═══ Excerpt to read ═══

Characterization of human phosphoserine aminotransferase involved in the phosphorylated pathway of l-serine biosynthesis

Abstract

In the present study, we first report two forms of human phosphoserine aminotransferase (PSAT) cDNA (HsPSATα and HsPSATβ). HsPSATα has a predicted open reading frame comprising 324 amino acids, encoding a 35.2 kDa protein (PSATα), whereas HsPSATβ consists of an open reading frame comprising 370 amino acids that encodes a 40 kDa protein (PSATβ). PSATα is identical with PSATβ, except that it lacks 46 amino acids between Val290 and Ser337 of PSATβ, which is encoded by the entire exon 8 (138 bp). Both PSATα and PSATβ can functionally rescue the deletion mutation of the Saccharomyces cerevisiae counterpart. Reverse transcriptase–PCR analysis revealed that the expression of PSATβ mRNA was more dominant when compared with PSATα mRNA in all human cell lines tested. PSATβ was easily detected in proportion to the level of mRNA; however, PSATα was detected only in K562 and HepG2 cells as a very faint band. The relative enzyme activity of glutathione S-transferase (GST)–PSATβ expressed in Escherichia coli appeared to be 6.8 times higher than that of GST–PSATα. PSAT mRNA was expressed at high levels (approx. 2.2 kb) in the brain, liver, kidney and pancreas, and very weakly expressed in the thymus, prostate, testis and colon. In U937 cells, the levels of PSAT mRNA and protein appeared to be up-regulated to support proliferation. Accumulation of PSAT mRNA reached a maximum in the S-phase of Jurkat T-cells. These results demonstrate that although two isoforms of human PSAT can be produced by alternative splicing, PSATβ rather than PSATα is the physiologically functional enzyme required for the phosphorylated pathway, and indicate that the human PSAT gene is regulated depending on tissue specificity as well as cellular proliferation status with a maximum level expression in the S-phase.

═══ Information given ═══

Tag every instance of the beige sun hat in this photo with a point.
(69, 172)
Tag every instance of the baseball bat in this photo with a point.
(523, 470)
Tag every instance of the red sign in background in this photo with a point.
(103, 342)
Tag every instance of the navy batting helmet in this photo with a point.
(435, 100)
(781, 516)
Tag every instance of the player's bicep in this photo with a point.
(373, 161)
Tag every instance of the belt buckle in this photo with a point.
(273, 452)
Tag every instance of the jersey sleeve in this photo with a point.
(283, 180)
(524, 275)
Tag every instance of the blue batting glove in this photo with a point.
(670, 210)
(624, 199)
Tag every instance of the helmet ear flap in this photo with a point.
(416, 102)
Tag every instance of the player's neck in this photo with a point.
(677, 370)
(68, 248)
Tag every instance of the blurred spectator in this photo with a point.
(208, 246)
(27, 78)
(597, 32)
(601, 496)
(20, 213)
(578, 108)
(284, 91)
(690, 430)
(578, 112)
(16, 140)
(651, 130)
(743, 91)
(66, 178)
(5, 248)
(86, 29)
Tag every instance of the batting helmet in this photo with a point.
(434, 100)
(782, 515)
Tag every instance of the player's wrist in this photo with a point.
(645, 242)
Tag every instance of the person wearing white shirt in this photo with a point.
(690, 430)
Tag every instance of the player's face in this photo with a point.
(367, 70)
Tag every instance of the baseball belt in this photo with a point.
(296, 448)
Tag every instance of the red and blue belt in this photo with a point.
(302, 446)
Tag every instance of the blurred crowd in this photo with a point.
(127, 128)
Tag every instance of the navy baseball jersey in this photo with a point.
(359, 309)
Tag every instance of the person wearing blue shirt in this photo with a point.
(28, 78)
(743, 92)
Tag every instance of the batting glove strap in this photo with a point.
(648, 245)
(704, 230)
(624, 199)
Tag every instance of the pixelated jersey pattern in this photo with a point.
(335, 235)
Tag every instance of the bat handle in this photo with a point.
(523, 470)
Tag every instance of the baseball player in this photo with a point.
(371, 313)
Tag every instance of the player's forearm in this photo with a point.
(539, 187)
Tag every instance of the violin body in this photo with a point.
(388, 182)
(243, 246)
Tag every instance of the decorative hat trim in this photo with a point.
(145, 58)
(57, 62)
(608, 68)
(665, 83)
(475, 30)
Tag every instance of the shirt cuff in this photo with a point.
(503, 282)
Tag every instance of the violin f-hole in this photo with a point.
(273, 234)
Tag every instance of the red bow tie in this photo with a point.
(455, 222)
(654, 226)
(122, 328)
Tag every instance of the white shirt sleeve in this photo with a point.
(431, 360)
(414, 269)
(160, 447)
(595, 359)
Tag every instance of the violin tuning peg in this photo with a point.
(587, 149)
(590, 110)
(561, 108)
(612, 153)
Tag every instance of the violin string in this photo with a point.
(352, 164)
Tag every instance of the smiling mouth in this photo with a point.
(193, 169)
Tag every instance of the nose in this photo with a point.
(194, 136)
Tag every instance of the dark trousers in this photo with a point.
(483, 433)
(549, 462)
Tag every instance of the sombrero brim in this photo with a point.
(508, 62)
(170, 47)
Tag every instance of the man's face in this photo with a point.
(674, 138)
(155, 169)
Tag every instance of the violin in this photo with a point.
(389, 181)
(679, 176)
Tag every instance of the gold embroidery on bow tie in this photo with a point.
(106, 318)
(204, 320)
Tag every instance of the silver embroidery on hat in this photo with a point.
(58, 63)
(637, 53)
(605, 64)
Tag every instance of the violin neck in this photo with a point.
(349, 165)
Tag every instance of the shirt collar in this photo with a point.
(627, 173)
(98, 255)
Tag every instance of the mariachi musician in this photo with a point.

═══

**Task:** According to the abstract on human phosphoserine aminotransferase, which tissues expressed PSAT mRNA at high levels? List them.

**Reply to the task:** Brain, liver, kidney, pancreas